[THE DATA — start]

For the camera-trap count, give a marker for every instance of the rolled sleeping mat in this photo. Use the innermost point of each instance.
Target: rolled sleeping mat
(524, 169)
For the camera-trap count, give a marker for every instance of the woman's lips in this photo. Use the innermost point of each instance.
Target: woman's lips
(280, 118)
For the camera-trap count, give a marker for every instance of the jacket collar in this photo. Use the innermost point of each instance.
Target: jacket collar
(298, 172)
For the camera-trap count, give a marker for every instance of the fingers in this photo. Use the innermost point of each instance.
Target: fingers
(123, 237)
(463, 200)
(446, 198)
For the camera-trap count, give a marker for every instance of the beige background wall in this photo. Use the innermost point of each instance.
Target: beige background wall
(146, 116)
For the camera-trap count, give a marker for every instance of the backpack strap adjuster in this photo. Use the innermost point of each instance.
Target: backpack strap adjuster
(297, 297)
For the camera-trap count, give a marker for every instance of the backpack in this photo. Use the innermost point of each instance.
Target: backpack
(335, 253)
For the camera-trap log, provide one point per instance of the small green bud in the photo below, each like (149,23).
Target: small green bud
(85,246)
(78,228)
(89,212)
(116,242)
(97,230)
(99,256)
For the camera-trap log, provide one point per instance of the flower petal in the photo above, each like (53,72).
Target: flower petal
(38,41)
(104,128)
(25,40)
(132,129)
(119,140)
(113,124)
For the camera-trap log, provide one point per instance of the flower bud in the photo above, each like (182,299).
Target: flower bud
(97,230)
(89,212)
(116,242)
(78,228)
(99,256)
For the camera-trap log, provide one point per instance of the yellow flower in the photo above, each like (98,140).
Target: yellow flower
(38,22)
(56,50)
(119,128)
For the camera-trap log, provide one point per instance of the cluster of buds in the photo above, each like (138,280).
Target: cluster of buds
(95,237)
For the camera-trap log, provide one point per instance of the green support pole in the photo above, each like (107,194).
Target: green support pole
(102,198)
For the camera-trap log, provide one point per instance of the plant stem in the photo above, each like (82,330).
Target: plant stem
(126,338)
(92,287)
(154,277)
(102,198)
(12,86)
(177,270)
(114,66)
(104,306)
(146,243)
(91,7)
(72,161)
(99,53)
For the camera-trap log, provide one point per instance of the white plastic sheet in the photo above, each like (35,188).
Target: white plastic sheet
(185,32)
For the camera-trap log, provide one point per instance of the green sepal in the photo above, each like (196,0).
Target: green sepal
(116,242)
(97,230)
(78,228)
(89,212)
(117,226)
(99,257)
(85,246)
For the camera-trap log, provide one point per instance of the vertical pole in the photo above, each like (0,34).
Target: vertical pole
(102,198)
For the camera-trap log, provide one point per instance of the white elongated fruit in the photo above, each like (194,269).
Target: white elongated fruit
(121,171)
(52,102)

[THE DATA — finish]

EXERCISE REQUIREMENTS:
Please output each record exactly as it appears above.

OUTPUT FOR THIS EXERCISE:
For the camera-trap count, give a marker for every instance of the rolled sleeping mat in this photo. Use the innermost point of each instance.
Target: rolled sleeping mat
(524, 169)
For the camera-trap count, give a marker for every instance of the woman's lips in this photo. Use the innermost point of each instance.
Target: woman's lips
(280, 118)
For the camera-trap count, give a marker for every instance of the jacket collar in this photo. Use the innermost point of each instance.
Target: jacket collar
(298, 172)
For the camera-trap count, give a marker for every instance of the fingers in this photo. Use the innermost point of each instance.
Target: fingers
(123, 237)
(463, 200)
(446, 198)
For the camera-trap count, give a marker for every instance of the beige background wall in this photo. Use the innermost point of each instance.
Target: beige background wall
(146, 116)
For the camera-trap count, give a marker for every instance of the backpack strap adjuster in this photo. Use the innermost point of each instance.
Target: backpack strap adjuster
(297, 297)
For the camera-trap count, give a marker for every instance of the backpack in this photo. Use the innermost point of each instance.
Target: backpack
(335, 253)
For the camera-trap log, provide one point per instance of the small green bud in the photo below, each like (149,23).
Target: small green bud
(85,246)
(78,228)
(89,212)
(116,242)
(97,230)
(99,256)
For the camera-trap log, provide one point per instance of the flower petal in the photo above, each like (53,72).
Target: flower petal
(38,41)
(104,128)
(25,40)
(132,129)
(119,140)
(113,124)
For the camera-trap log, provide one point per instance of the flower bud in the photo above, each like (182,299).
Target: flower bud
(97,230)
(89,212)
(116,242)
(78,228)
(99,256)
For the camera-trap log, provide one point per instance of the yellow flower in the photo above, each like (98,140).
Target: yellow flower
(38,22)
(56,50)
(119,128)
For the camera-trap log, provide one point per instance of the cluster of buds in the photo above, each like (138,280).
Target: cluster of buds
(95,237)
For the camera-trap log, provide one point per instance of the green support pole in the photo above, each like (107,194).
Target: green support pole
(102,198)
For the camera-trap log, provide one point per instance of the plant stem in the photo above, each like (82,330).
Target: plant stem
(126,338)
(92,287)
(154,277)
(102,198)
(12,86)
(177,270)
(114,66)
(104,306)
(146,243)
(91,7)
(72,161)
(99,53)
For the camera-trap log, provide one point per instance of the white plastic sheet in the photo above, each like (35,188).
Target: white plastic sheet
(185,32)
For the camera-trap log, provide one point per instance of the green sepal in the photo above, each like (196,0).
Target: green sepal
(116,242)
(97,230)
(78,228)
(89,212)
(117,226)
(99,257)
(85,246)
For the camera-trap log, provide one point per instance of the vertical pole in the photo above, each like (0,34).
Target: vertical pole
(102,198)
For the camera-trap log, provide one point per instance of the white elongated fruit in the photo above, each like (194,269).
Target: white elongated fruit
(121,171)
(52,102)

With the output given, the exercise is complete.